Given request A: From the Earth Engine notebook excerpt, transcribe the part that opens with the words containing "years_list = ee.List.sequence(START_YEAR, END_YEAR)" and closes with "annual ET sums')".
Given request B: According to the Earth Engine notebook excerpt, where should the started export tasks be monitored?

Source excerpt:
Displays the **mean of annual ET sums** across your analysis period for context.
> Note: In static GitHub rendering you won't see the interactive map; run locally to view.


In [None]:

import geemap

# Compute mean annual ET across period (2016–2021 in original; here use START_YEAR..END_YEAR as a demo)
def per_year_sum(y):
    start = ee.Date.fromYMD(y, 1, 1)
    end   = ee.Date.fromYMD(y + 1, 1, 1)
    return openet_ic.filterDate(start, end).select('et_ensemble_mad').sum().set('year', y)

years_list = ee.List.sequence(START_YEAR, END_YEAR)
yearly_sums_ic = ee.ImageCollection(years_list.map(per_year_sum))
mean_et_img = yearly_sums_ic.mean()

m = geemap.Map(center=[37.5, -95], zoom=4)
m.addLayer(mean_et_img, VIS_PARAMS, 'Mean of annual ET sums')
m.addLayer(ee.FeatureCollection(ee.Feature(ee_polygon)), {}, 'Watershed')
m.addLayerControl()
m



## 7) Optional: Export Annual (P − ET) Rasters to Google Drive

Set `EXPORT_SCALE`, `GDRIVE_FOLDER`, and choose years below. Exports are **started** as tasks—monitor in the GEE Tasks tab.


In [None]:

EXPORT_YEARS = [END_YEAR]  # e.g., [2023] or list(range(START_YEAR, END_YEAR+1))

for yr in EXPORT_YEARS:
    start = ee.Date.fromYMD(yr, 1, 1)
    end   = ee.Date.fromYMD(yr + 1, 1, 1)
    et_img = openet_ic.filterDate(start, end).select('et_ensemble_mad').sum()
    p_img  = gridmet_ic.filterDate(start, end).select('pr').sum()
    runoff_img = p_img.subtract(et_img).clip(ee_polygon)

Information shown:
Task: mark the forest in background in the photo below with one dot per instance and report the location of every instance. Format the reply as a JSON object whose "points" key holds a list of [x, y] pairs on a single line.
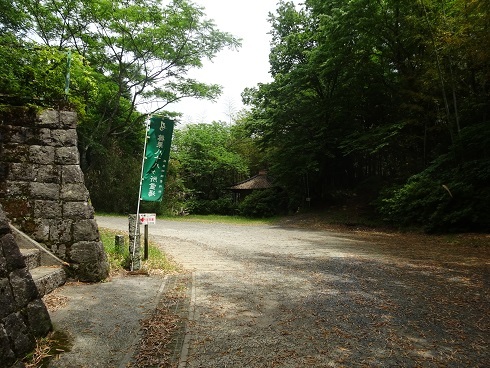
{"points": [[383, 105]]}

Complete output A:
years_list = ee.List.sequence(START_YEAR, END_YEAR)
yearly_sums_ic = ee.ImageCollection(years_list.map(per_year_sum))
mean_et_img = yearly_sums_ic.mean()

m = geemap.Map(center=[37.5, -95], zoom=4)
m.addLayer(mean_et_img, VIS_PARAMS, 'Mean of annual ET sums')

Complete output B: In the GEE Tasks tab.